DIRECTIVES:
a – Reproduce the passage on reading Job with young children word for word, from "Listen to or" to "the entire Bible!".
b – In the passage on reading Job with young children, in which chapter does God finally speak?
c – Extend the passage on reading Job with young children, picking up right after its final sentence.

## Start EXCERPTED TEXT

Listen to or read this series, “Together: Growing Appetites for God,” where Carrie Ward and her family talk about their quest to read the entire Bible!
The first time we read the book of Job together, my kids were between roughly one to six years of age. We had been reading the Bible for a couple of years, so my children’s attention spans had increased and they were pretty attentive . . . for the first couple of chapters.
Job 1 and 2 are riveting. (If it’s been a while since you’ve read these chapters, I’d encourage you to stop and read them now.)
Chapter 2 ends with Job and his friends sitting silent for seven days. And then the talking begins.
Can we please read something else?
If you’re like me, when you hit Job 3 you start feeling like you’ve entered deep and turbulent waters. I know that all Scripture is God-breathed, and I know that God speaks throughout this middle section of Job; however, as I’m reading Job for the first time to four small children, I’m thinking, I’m having trouble paying attention, so I’m quite sure they are.
I kept telling my kids to hang in there because God is going to speak. Trouble is, He speaks in chapter 38. So we had to get through thirty-five chapters (!) of dialogue before God speaks.

## End EXCERPTED TEXT
## Start EXTRACTED ENTRIES

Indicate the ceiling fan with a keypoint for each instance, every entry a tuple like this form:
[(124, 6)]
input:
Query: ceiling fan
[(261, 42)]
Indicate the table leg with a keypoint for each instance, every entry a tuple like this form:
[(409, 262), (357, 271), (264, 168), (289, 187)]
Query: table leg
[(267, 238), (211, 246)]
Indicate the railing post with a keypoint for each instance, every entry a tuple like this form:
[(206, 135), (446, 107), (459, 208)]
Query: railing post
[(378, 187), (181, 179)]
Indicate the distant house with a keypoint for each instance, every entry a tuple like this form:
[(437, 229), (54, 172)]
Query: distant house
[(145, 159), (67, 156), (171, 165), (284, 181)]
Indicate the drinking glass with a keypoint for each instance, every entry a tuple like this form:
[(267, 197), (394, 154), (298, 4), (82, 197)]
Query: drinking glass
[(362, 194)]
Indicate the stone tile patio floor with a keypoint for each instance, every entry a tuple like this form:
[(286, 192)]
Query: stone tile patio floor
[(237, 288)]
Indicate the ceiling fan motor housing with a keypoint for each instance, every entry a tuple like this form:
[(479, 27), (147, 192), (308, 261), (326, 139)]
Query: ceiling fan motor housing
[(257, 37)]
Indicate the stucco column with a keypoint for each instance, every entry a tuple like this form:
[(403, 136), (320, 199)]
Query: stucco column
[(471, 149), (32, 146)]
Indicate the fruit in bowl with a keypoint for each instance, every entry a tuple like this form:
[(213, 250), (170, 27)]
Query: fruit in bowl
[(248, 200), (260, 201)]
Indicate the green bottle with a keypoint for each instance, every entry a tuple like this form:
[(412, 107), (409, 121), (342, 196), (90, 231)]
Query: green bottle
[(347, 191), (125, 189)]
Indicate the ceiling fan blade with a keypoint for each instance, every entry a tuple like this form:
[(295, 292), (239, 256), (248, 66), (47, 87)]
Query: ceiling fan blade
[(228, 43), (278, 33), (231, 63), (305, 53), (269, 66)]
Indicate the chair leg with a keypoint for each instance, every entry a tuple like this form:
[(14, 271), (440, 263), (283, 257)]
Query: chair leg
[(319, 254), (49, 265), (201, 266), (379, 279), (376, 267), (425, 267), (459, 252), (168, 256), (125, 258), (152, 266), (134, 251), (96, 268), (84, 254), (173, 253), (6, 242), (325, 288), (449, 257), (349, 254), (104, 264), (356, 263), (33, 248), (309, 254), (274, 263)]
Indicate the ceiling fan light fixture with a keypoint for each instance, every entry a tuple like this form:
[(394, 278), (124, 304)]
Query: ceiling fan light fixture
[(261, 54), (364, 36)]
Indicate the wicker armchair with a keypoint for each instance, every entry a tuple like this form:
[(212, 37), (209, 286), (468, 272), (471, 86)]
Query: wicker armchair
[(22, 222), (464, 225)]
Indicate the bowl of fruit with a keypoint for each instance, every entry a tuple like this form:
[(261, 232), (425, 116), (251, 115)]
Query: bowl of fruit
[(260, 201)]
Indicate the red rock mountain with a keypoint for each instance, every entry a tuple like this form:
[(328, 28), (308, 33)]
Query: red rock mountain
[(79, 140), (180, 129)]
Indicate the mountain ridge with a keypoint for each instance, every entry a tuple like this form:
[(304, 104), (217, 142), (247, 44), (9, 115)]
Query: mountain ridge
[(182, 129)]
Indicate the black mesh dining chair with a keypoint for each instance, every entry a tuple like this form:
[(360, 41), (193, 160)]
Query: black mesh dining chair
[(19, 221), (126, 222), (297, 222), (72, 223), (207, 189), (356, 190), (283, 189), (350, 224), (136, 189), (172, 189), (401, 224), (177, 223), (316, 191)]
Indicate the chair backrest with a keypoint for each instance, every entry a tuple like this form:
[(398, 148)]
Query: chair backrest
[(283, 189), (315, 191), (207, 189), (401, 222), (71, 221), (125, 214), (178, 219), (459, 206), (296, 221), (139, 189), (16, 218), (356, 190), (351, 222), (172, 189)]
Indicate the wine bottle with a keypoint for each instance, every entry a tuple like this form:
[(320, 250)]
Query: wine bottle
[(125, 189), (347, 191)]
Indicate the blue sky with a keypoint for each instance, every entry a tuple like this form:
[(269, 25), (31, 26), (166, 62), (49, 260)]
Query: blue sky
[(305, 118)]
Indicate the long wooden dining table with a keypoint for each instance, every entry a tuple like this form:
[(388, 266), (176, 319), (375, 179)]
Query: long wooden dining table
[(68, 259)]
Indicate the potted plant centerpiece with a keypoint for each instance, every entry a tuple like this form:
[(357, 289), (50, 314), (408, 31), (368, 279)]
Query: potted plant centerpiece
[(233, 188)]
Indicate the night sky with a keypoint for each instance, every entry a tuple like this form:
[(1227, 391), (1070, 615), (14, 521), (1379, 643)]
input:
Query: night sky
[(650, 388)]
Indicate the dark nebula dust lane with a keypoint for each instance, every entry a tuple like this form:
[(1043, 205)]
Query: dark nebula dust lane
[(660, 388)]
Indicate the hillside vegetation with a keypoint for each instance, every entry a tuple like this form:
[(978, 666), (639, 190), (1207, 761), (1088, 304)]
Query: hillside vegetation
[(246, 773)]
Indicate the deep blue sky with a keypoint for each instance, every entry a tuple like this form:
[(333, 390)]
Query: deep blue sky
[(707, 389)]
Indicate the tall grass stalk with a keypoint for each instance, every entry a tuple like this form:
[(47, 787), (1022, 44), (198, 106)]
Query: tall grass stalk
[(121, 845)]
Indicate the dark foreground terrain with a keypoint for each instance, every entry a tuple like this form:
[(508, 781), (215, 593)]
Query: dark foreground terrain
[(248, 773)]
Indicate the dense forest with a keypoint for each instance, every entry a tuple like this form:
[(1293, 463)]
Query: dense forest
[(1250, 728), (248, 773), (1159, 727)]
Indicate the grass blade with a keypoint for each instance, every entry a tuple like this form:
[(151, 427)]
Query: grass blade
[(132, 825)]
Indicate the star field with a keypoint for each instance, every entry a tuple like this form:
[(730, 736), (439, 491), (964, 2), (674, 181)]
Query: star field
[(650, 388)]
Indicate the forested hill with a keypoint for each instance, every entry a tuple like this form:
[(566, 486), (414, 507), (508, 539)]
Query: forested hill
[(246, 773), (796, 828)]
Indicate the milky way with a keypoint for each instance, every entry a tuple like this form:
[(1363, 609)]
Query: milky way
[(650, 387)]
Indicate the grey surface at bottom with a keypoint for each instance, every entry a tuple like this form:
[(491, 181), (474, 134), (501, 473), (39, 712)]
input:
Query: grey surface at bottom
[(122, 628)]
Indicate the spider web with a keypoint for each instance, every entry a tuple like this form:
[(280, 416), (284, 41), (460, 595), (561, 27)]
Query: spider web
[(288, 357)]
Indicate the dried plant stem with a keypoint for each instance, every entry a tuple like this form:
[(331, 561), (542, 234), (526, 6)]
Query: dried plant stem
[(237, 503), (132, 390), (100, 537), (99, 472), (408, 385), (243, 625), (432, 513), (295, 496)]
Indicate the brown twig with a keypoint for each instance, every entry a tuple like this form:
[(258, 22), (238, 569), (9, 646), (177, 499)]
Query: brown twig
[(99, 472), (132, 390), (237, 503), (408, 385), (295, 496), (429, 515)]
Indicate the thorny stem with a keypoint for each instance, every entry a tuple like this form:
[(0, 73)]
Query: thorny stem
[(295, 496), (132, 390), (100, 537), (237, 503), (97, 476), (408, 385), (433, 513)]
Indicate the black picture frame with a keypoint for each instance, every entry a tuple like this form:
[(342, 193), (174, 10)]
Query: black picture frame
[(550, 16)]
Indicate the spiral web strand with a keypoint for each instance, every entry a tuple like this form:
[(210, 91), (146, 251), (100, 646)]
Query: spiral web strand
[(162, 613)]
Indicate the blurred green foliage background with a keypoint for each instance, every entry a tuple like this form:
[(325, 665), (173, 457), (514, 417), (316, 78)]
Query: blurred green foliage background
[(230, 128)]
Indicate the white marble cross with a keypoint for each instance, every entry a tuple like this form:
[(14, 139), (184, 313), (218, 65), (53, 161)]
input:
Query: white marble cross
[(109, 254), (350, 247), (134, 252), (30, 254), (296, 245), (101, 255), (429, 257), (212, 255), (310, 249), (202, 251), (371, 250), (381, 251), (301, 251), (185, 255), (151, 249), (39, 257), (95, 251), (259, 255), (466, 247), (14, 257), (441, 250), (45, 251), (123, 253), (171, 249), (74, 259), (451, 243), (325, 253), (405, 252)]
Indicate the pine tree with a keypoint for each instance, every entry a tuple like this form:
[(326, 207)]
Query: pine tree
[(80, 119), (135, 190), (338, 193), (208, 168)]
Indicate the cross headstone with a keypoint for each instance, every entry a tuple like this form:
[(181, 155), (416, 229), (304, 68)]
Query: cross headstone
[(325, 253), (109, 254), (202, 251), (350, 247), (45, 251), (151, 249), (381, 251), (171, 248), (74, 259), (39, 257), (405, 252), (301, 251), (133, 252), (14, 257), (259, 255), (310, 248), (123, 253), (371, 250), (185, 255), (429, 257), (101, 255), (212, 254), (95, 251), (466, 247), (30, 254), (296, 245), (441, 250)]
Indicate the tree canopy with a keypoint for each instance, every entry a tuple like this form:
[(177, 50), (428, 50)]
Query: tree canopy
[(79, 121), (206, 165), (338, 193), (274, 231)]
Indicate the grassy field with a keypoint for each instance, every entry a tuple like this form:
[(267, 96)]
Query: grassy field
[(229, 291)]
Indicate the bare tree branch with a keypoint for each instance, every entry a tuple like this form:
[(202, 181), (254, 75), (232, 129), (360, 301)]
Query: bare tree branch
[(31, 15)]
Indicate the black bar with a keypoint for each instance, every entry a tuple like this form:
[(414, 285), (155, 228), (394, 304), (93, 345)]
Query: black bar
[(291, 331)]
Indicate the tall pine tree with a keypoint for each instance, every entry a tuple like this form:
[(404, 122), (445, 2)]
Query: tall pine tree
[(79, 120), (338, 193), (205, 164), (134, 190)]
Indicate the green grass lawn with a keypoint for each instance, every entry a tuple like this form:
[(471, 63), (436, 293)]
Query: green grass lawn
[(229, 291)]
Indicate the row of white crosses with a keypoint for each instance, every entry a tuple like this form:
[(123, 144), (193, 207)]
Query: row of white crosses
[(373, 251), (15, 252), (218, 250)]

## End EXTRACTED ENTRIES

RESULTS BY TASK:
a –
Listen to or read this series, “Together: Growing Appetites for God,” where Carrie Ward and her family talk about their quest to read the entire Bible!

b – Chapter 38

c –
Not too far into these chapters, my oldest daughter turned to me with a desperate look and said, “Can we please read something else? He keeps sayin’ the same thing over and over again.” (She was four at the time.)
We made it through Job and, in the end, God did speak, and it was a great day.
The second time we read Job, well, I hate to admit it, but it was pretty much just as difficult to read, except that we knew what was coming.
Recently we read Job for the third time. And this time it was a different experience.
Things we had never seen before
For one thing, I decided to change my approach. We read the first two chapters on one day. The next day we read chapter 3. Then when Job’s friends began to speak, I read each friend’s comments and Job’s reply. So for example, I read what Eliphaz said in chapter 4 and 5 together with Job’s response in chapters 6 and 7. Then the next day I read Bildad’s comments and Job’s reply and so on. I read all of Elihu’s (the younger man who speaks near the end) comments in one day. Then when we reached Job 38, I read the Lord’s response to Job and the conclusion of the book.
This time we all started to notice things we had never seen before.
The first observation is not real spiritual, but nevertheless it jumped out at us. Job is rather sarcastic. Now, I’m sure there is a better term for this (and I know Job had been through a lot), but when Job responds to his friends with “No doubt you are the people, and wisdom will die with you” (Job 12:2 ESV), to us that sounded like sarcasm. On more than one occasion, one of my kids would blurt out, “I can’t believe he said that.”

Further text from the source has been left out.